# [AIM OF THE TASK]
What is the count of lines in the data that hold the string "jacket"? State the number alone.

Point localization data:
□ □ □

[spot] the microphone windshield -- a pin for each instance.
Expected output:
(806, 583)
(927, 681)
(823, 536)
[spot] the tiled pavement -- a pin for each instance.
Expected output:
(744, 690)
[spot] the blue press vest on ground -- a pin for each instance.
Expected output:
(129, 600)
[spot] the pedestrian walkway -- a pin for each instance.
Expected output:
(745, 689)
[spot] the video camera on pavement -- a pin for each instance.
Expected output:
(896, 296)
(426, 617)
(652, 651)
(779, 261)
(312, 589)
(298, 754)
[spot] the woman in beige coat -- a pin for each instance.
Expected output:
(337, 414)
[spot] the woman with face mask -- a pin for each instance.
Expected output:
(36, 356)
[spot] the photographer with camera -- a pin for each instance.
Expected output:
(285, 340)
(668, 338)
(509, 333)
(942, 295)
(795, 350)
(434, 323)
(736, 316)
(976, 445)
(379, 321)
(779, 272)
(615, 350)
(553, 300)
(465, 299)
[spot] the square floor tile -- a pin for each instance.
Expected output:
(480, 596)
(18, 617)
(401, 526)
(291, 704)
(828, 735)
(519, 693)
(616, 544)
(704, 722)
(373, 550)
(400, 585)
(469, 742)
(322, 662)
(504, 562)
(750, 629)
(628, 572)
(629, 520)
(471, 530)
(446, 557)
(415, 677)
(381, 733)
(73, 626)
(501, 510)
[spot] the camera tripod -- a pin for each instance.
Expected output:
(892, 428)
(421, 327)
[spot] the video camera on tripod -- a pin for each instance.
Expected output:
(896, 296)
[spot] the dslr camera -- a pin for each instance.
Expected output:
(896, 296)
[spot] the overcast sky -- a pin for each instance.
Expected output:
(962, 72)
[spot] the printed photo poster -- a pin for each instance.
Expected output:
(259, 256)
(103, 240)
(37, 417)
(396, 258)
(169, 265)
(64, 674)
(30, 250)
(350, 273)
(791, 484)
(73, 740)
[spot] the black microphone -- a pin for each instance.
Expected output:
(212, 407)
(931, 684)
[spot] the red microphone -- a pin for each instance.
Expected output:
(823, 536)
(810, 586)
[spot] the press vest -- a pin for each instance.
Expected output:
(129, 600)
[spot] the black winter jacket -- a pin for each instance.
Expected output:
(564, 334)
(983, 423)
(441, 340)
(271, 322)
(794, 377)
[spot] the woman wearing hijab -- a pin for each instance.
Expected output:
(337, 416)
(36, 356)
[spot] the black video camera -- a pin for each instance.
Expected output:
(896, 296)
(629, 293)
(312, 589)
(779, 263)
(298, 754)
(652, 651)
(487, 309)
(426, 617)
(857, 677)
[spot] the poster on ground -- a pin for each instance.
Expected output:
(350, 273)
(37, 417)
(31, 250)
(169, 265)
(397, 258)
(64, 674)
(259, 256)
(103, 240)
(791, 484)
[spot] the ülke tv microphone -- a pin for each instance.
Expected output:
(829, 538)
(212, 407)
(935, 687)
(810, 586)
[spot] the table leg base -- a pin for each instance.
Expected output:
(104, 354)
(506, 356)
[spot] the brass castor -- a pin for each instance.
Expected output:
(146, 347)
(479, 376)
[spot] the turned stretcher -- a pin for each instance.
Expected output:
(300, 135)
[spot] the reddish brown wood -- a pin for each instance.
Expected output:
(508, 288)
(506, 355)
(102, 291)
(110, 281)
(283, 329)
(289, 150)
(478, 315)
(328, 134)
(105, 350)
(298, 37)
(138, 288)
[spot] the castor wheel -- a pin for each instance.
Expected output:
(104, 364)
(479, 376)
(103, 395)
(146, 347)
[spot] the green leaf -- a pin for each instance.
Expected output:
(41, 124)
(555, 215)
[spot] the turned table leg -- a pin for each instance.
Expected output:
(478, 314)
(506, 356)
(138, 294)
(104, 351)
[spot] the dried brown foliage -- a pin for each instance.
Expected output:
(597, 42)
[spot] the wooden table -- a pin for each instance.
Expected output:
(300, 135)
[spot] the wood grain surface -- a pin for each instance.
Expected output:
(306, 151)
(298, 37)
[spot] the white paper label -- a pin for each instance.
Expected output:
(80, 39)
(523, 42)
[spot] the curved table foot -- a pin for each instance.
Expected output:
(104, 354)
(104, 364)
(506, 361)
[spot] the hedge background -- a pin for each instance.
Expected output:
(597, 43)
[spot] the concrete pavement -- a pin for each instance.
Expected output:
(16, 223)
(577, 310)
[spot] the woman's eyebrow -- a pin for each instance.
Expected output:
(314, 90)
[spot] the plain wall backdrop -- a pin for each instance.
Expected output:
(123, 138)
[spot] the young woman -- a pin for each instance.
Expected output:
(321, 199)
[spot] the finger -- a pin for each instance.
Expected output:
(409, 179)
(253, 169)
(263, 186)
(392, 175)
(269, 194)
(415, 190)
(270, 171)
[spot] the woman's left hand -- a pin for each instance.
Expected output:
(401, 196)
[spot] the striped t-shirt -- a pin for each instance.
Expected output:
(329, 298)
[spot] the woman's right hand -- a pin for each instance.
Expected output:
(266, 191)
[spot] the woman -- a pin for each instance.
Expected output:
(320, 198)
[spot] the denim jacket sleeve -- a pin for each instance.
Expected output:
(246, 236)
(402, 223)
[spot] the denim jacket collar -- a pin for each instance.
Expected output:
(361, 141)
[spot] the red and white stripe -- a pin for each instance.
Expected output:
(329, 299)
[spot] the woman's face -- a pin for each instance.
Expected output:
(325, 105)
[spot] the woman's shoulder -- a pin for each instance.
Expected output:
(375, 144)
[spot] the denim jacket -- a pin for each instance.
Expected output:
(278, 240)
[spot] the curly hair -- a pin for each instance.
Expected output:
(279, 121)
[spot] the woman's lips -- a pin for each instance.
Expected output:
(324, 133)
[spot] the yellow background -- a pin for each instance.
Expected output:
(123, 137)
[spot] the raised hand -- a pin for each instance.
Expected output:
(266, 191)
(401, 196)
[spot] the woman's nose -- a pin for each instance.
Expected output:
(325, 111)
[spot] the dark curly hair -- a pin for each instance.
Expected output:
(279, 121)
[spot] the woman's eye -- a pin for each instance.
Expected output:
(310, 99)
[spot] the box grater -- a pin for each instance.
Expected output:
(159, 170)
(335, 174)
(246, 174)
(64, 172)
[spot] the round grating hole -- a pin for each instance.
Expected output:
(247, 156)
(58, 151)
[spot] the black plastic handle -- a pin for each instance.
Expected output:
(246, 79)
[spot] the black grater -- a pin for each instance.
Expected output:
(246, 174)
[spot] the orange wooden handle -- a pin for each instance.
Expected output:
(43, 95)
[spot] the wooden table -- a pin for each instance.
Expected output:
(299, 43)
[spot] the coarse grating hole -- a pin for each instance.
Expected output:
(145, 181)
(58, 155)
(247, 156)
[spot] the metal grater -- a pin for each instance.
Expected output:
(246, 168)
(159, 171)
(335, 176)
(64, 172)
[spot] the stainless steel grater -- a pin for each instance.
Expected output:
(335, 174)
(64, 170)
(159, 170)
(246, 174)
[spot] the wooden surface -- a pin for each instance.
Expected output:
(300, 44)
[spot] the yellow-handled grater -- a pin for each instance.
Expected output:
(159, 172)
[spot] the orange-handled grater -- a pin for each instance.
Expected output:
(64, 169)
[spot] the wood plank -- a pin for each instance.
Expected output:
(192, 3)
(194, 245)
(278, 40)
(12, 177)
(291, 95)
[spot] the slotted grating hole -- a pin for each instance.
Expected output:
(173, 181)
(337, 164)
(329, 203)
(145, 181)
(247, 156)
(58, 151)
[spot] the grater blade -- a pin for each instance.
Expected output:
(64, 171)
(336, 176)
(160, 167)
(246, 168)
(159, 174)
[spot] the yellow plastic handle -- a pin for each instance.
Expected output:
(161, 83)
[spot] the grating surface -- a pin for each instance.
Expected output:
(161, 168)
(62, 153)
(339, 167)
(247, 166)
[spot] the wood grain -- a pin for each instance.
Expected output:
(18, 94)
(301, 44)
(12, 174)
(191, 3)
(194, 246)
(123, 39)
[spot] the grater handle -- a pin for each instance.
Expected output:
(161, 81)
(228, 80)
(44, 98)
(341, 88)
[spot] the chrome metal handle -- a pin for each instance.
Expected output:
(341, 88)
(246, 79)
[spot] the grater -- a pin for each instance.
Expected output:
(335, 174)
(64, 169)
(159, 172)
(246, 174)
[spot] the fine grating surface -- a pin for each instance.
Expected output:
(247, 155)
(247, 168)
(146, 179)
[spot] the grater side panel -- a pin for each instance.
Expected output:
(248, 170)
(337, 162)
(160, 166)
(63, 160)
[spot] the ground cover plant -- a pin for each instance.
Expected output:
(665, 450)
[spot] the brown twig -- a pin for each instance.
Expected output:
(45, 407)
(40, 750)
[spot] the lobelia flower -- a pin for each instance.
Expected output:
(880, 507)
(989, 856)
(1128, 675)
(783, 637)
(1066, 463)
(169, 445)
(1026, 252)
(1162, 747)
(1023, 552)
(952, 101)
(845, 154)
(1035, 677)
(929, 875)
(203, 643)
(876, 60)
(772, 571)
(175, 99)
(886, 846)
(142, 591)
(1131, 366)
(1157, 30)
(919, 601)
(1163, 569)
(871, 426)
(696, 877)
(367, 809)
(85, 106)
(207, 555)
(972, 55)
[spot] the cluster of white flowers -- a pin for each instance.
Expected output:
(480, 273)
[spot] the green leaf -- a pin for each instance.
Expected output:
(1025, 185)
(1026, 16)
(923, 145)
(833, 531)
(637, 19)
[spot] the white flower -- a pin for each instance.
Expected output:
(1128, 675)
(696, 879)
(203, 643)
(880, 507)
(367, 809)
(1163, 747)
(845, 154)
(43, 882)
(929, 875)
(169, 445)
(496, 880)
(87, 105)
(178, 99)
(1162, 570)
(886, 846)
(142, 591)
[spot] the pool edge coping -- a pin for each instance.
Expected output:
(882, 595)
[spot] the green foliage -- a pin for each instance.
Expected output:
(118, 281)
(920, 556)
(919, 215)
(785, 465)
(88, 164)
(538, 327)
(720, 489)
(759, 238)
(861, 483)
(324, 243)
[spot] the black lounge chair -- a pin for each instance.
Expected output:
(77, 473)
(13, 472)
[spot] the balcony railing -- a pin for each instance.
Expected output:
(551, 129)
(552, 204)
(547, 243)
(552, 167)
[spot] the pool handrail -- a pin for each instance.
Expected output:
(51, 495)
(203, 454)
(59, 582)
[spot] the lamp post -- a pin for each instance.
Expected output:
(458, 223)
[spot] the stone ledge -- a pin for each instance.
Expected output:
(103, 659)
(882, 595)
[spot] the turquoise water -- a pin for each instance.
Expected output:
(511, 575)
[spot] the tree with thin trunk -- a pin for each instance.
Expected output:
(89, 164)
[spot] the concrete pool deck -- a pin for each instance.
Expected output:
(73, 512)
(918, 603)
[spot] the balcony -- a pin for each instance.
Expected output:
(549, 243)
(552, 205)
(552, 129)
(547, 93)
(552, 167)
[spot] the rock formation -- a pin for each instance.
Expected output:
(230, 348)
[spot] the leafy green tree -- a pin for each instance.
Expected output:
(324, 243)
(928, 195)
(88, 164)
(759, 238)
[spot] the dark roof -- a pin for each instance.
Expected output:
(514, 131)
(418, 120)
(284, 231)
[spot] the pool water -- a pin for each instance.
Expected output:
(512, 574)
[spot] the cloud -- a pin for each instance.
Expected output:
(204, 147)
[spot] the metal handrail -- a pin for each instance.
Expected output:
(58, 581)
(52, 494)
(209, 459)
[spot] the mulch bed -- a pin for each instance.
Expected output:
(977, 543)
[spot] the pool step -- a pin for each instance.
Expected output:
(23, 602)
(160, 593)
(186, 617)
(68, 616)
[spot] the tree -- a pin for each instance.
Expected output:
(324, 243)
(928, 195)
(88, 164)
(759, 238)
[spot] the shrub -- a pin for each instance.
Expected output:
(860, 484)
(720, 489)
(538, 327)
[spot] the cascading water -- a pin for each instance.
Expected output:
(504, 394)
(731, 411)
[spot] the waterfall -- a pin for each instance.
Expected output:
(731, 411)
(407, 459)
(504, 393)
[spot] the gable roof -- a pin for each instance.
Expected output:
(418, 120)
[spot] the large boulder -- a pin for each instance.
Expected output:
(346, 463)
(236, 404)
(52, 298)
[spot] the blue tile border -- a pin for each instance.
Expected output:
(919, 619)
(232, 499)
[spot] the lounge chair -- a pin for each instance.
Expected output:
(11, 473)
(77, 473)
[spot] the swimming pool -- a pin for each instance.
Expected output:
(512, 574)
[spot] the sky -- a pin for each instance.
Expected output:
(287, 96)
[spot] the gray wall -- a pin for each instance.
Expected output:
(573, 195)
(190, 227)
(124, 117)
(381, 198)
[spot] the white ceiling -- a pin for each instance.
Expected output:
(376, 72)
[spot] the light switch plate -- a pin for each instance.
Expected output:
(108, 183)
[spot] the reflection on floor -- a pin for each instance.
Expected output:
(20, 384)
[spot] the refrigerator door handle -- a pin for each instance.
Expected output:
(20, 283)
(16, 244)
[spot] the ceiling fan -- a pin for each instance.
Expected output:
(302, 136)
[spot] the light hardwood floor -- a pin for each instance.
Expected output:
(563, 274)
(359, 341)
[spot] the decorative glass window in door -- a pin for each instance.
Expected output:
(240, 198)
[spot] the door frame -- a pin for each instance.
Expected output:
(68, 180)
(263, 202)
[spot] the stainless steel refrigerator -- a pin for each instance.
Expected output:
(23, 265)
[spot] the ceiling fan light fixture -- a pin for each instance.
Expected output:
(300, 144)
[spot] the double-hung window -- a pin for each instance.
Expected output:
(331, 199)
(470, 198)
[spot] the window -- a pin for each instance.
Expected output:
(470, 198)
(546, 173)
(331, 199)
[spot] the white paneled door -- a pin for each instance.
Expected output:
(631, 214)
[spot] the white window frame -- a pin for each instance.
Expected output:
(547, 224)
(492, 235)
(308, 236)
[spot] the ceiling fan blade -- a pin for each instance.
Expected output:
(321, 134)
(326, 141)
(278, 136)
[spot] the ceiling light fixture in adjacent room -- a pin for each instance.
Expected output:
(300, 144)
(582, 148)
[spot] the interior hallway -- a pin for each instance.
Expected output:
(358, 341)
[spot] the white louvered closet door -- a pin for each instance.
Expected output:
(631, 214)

□ □ □

# [RESULT OF THIS TASK]
4